__SU OBJETIVO__:
Copie literalmente el fragmento de la reseña del concierto de Wardruna que abarca desde "La noche de" hasta "todos los sentidos.".

__EXTRACTO DEL DOCUMENTO__:
——————————

La noche de ayer miércoles 09 de octubre del 2024, el Teatro Caupolicán fue testigo de una experiencia que trasciende la mera etiqueta de “concierto.” Lo que Wardruna ofreció no fue solo música, sino una ceremonia, un viaje sonoro a las profundidades de las tradiciones nórdicas. Para los que hemos seguido el ascenso de esta banda liderada por Einar Selvik, su actuación en Santiago fue la culminación de años de perfeccionamiento de una propuesta única que conecta el pasado con el presente. Puedo decir con certeza que lo que presenciamos fue un verdadero espectáculo de maestría en la fusión del folklore escandinavo con elementos de la música contemporánea, y fue épico en todos los sentidos.
Desde el primer momento en que la banda pisó el escenario, se sintió una atmósfera cargada de energía y misticismo. El sonido del cuerno tradicional noruego, el lur, resonó por las paredes del histórico recinto santiaguino, como si nos transportara a las heladas montañas de Noruega. Era imposible no sentir el llamado ancestral, esa conexión con la naturaleza y los dioses antiguos que tanto inspiran la música de Wardruna.

——————————

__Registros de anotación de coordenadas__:
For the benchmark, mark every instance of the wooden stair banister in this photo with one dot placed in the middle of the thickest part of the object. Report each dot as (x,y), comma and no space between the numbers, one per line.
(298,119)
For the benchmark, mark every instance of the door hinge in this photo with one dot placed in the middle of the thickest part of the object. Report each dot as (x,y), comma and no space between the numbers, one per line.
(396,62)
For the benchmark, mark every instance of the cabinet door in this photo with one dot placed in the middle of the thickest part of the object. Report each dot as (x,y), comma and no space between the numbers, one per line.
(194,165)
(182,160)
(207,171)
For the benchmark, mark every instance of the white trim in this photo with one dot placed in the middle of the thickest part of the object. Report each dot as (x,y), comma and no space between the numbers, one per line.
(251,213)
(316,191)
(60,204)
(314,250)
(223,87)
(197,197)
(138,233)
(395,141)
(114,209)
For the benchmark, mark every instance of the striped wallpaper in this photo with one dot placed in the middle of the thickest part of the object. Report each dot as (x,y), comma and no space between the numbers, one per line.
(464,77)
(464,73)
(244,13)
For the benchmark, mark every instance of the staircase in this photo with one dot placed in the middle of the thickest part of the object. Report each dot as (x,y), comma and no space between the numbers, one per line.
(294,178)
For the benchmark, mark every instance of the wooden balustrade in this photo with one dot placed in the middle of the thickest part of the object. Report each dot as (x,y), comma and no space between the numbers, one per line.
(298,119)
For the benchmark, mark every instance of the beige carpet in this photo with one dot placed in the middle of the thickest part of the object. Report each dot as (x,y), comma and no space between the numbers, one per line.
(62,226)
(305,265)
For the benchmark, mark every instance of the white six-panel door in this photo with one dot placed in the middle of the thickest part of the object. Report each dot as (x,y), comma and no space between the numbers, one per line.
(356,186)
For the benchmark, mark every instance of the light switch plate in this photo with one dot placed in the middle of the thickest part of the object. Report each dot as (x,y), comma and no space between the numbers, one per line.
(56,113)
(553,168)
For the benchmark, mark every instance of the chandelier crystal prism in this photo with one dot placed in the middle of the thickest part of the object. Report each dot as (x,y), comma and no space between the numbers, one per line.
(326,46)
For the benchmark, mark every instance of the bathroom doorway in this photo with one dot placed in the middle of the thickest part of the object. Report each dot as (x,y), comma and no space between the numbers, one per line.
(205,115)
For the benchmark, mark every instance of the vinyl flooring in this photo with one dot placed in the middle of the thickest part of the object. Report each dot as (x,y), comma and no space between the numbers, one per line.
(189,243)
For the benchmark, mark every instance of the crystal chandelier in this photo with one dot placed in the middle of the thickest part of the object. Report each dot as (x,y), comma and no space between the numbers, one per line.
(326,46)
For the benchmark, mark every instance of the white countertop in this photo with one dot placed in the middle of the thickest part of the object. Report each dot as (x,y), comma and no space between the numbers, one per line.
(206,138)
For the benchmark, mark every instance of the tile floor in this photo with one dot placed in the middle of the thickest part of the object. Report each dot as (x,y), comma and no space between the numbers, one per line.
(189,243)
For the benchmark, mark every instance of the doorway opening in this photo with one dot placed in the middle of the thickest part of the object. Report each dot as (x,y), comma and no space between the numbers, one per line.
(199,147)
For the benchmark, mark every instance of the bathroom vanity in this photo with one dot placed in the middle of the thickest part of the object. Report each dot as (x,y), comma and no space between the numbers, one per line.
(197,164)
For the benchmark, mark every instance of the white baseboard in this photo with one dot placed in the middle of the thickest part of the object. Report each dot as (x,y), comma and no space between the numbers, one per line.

——————————

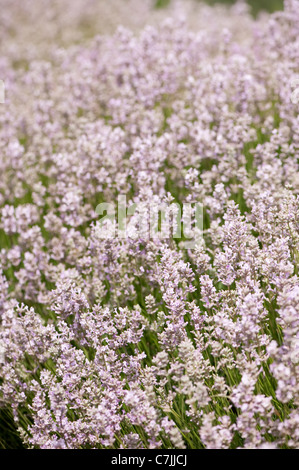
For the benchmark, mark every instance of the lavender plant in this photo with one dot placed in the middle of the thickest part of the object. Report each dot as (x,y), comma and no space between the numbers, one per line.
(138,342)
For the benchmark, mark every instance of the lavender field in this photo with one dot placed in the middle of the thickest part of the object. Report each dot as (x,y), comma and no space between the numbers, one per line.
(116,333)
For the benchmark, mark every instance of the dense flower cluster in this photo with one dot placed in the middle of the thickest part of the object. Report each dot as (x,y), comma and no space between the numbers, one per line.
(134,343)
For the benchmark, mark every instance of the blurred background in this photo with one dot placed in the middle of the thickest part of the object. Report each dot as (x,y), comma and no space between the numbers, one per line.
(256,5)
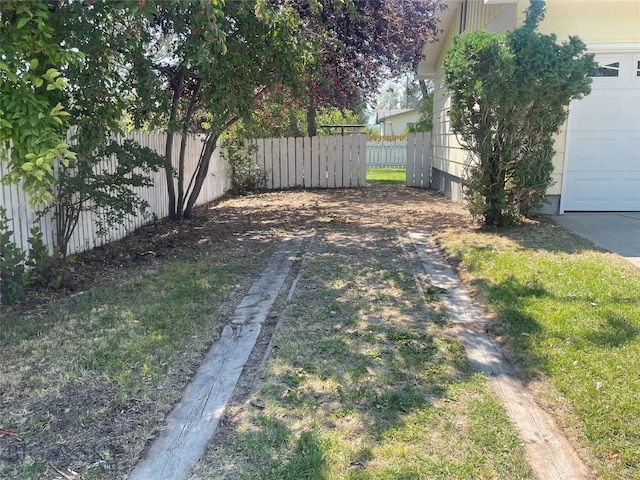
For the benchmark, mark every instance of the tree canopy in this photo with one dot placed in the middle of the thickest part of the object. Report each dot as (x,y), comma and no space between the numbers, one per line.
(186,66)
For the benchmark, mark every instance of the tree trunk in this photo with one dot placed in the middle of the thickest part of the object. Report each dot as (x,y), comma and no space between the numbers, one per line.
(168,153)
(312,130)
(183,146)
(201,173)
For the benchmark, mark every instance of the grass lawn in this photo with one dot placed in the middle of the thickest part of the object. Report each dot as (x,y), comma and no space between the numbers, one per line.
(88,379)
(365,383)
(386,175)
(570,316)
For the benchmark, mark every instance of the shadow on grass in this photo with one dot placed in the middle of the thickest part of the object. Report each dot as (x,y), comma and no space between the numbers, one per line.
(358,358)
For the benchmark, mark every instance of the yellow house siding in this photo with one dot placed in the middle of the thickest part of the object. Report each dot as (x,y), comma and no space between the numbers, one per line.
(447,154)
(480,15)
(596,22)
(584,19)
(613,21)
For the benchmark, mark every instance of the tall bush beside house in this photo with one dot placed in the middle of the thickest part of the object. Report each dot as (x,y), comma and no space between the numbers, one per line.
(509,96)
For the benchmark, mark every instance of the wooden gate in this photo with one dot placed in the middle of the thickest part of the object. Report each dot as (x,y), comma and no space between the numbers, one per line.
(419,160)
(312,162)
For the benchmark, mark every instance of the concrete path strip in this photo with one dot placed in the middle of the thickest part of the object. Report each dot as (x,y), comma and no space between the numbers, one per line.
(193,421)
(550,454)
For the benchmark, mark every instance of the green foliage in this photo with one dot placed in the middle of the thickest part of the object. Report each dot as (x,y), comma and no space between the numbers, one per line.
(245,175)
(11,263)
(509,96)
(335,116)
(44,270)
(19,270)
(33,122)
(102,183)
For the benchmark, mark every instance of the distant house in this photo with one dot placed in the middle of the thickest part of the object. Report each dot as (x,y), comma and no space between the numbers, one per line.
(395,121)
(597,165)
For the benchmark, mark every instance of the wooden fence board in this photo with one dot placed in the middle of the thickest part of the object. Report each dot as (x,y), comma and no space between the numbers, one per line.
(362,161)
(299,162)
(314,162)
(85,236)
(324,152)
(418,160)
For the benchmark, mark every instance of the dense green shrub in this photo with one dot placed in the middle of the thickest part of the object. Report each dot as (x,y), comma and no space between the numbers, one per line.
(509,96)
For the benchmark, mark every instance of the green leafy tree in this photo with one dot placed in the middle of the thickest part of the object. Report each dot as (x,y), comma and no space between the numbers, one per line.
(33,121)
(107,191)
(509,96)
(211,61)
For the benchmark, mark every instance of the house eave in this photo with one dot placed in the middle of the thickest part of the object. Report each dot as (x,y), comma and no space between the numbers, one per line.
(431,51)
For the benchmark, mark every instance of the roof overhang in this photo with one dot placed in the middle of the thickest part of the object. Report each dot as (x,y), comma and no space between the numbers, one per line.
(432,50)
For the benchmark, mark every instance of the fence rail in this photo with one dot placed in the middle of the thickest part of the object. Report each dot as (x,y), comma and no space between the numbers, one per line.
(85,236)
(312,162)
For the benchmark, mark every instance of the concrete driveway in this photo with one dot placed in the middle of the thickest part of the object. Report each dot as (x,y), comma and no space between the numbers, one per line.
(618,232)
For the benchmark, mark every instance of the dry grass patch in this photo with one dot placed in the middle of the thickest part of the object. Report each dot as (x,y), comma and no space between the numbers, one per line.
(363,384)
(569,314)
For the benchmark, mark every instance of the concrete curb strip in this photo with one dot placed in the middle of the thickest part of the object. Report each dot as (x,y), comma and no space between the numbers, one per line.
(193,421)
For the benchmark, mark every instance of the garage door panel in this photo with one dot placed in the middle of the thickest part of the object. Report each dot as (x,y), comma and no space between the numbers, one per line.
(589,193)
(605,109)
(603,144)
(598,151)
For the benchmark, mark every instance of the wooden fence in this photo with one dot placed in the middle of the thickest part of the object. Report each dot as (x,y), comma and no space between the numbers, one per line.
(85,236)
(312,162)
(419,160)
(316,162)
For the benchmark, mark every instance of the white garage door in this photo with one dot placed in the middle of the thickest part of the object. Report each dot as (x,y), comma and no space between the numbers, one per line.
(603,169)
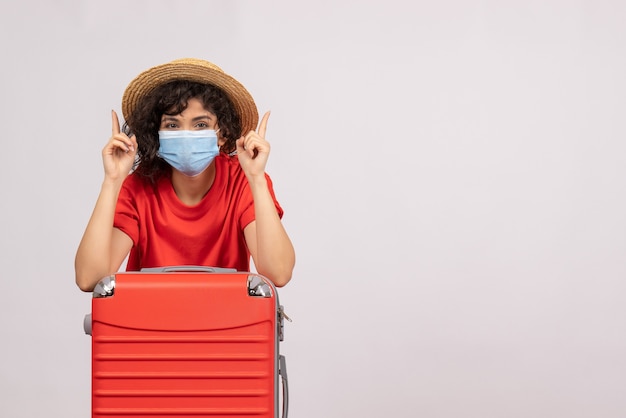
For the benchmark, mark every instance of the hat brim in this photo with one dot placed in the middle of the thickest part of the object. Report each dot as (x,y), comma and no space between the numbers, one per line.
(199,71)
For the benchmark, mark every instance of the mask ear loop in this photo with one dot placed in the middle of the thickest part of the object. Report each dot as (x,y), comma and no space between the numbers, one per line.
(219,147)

——————————

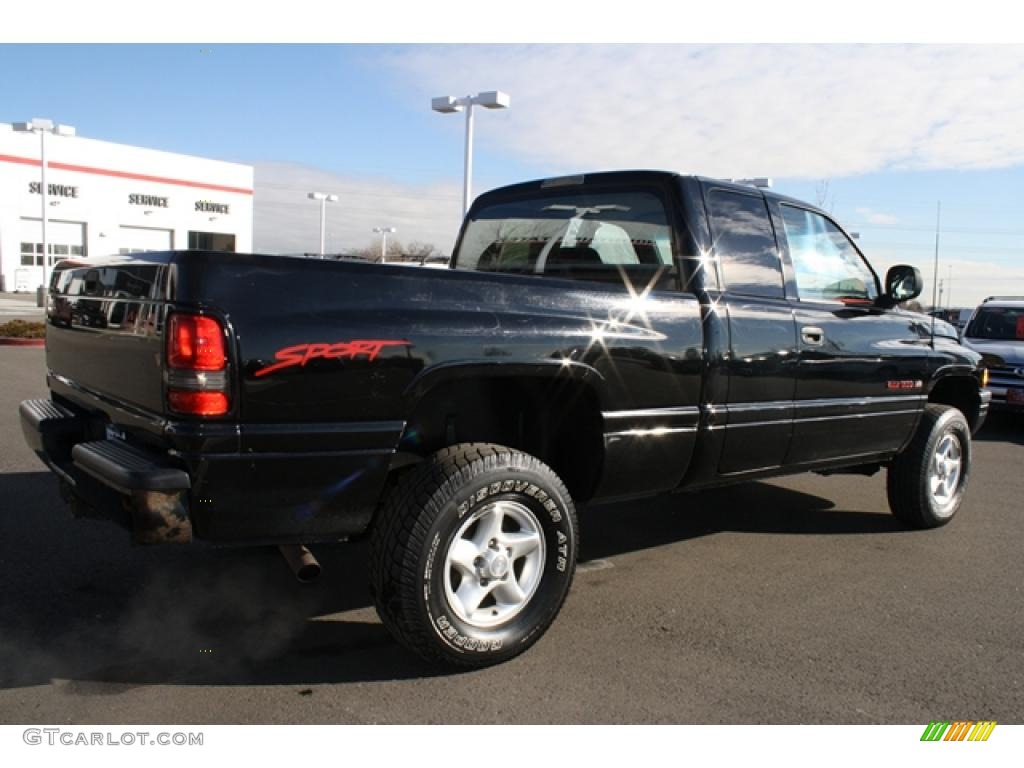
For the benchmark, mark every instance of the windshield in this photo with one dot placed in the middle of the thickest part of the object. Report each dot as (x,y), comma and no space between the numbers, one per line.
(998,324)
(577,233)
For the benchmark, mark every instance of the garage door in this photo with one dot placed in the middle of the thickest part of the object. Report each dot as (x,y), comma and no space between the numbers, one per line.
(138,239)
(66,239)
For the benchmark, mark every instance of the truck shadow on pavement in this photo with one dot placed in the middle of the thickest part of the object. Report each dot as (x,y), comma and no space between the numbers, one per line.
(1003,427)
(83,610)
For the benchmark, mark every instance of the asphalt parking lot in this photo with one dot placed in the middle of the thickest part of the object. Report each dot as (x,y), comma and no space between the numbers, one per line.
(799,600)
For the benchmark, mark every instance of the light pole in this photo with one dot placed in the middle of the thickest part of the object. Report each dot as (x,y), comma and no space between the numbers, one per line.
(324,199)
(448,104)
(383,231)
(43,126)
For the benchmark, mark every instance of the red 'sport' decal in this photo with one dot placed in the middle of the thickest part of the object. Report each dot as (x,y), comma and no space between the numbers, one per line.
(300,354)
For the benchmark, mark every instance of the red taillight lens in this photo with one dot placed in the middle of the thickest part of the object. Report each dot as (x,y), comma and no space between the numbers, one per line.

——————————

__RESPUESTA CORRECTA__:
La noche de ayer miércoles 09 de octubre del 2024, el Teatro Caupolicán fue testigo de una experiencia que trasciende la mera etiqueta de “concierto.” Lo que Wardruna ofreció no fue solo música, sino una ceremonia, un viaje sonoro a las profundidades de las tradiciones nórdicas. Para los que hemos seguido el ascenso de esta banda liderada por Einar Selvik, su actuación en Santiago fue la culminación de años de perfeccionamiento de una propuesta única que conecta el pasado con el presente. Puedo decir con certeza que lo que presenciamos fue un verdadero espectáculo de maestría en la fusión del folklore escandinavo con elementos de la música contemporánea, y fue épico en todos los sentidos.